What’s in Your Shed? visits a Yorkshire arable farm

Lifting the lid on their machinery shed high and lows are Yorkshire arable farmers Michael and Will Scholey.

See also: How to adapt cut-price cultivators for low-disturbance system

How brand loyal are you?

We’ve had John Deere tractors and machinery for the past 30 years, partly because Ripon Farm Services has got a depot just down the road, but also because we like most of the kit.

Things have started to fall apart recently though. We’ve been disappointed with our last couple of combines – particularly the current one – and John Deere has a very arrogant and unhelpful approach to the problem.

We’re considering a move to Fendt tractors as a result, and Claas or New Holland will likely be our next combine provider.

Favourite dealer?

Dealers have got a tough job on their hands, getting pushed around by the big manufacturers on the one hand, and then also having to deal with the flak from customers when machines break down or won’t perform.

Ripon Farm Services has always given us a good service and the workshop goes out of its way to keep us going.

There are also some great independent outfits near us, such as Richard Burniston and Spruce & Hawe, both of which are handy for universal spares. Hydrapower at York comes in handy for hydraulic components and repairs.

Farm facts: CW Scholey and CM Scholey

  • Farm size 1,070ha (335ha farmed by Will under CW Scholey and 735ha farmed by Michael under CM Scholey – some machinery is jointly owned)
  • Cropping Winter wheat, winter barley, spring barley, beans, linseed, oilseed rape
  • Staff Steve Garnett and Roger Venton

Latest purchase?

It’s an ex-demonstrator John Deere 6R 250 that we got last season when it was on 120 hours.

At £215,000, it was a bit cheaper than ordering a brand new one, and we were still able to get a five-year warranty so we know roughly what the running costs will be.

Dataset excerpts ::
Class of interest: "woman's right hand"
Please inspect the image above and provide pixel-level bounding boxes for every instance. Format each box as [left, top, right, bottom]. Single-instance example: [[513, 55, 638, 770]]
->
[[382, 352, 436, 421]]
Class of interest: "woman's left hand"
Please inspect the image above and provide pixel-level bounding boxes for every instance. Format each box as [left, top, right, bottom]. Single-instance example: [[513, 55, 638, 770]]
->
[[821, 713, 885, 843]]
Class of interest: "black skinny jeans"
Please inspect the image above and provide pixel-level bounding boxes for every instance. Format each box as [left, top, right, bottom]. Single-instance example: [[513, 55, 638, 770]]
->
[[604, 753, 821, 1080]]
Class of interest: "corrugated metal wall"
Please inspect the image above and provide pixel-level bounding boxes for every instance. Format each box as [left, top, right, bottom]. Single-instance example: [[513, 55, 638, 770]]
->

* * *

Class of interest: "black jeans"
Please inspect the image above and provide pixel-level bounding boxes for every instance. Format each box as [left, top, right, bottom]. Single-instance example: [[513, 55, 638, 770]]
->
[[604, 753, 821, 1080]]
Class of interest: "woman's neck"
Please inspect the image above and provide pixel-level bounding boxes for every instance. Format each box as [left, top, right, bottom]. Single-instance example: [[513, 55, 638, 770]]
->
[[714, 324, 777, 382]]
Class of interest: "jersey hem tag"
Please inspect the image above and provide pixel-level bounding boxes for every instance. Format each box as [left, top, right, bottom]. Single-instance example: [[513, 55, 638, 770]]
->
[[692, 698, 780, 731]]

Tasks and exercises ::
1. Translate this sentence from the Yorkshire arable farm article into French: "Ripon Farm Services has always given us a good service and the workshop goes out of its way to keep us going."
2. Carry on the article about the Yorkshire arable farm's machinery shed, picking up right after its final sentence.

Exercise answers ::
1. Ripon Farm Services nous a toujours offert un bon service, et l'atelier se met en quatre pour nous permettre de continuer à travailler.

2.
During harvest it was hooked to our Perard Interbenne 27 chaser bin with Machine Sync set up so that the combine driver can take control and move it around for more efficient filling.

It then moved onto the 7.2m Sabre Tine drill, which it pulls with ease.

It’s really comfortable to drive and the controls are a step up from our other Deeres – the Command Pro joystick is particularly nice to use.

6R 250 with Sabre Tine drill © James Andrews

Oldest machine still at work?

That would be our 2009 JCB Loadall 541-70, which has been a great machine. It came to us on 1,000 hours when it was a couple of years old and it’s now worked 6,500 without any significant problems.

We’ve also got a 2017 541-70, that has been equally reliable.

We’re fans of the Loadall, so haven’t shopped around much. However, we did have a Kramer out on demo once which we thought was expensive for what it was.

How long do you keep your machines?

Generally, we’ll buy tidy ex-demonstrator or low-hour machines, but we make sure we have some warranty, ideally five years, included in the deal to help cushion us against any nasty breakdowns.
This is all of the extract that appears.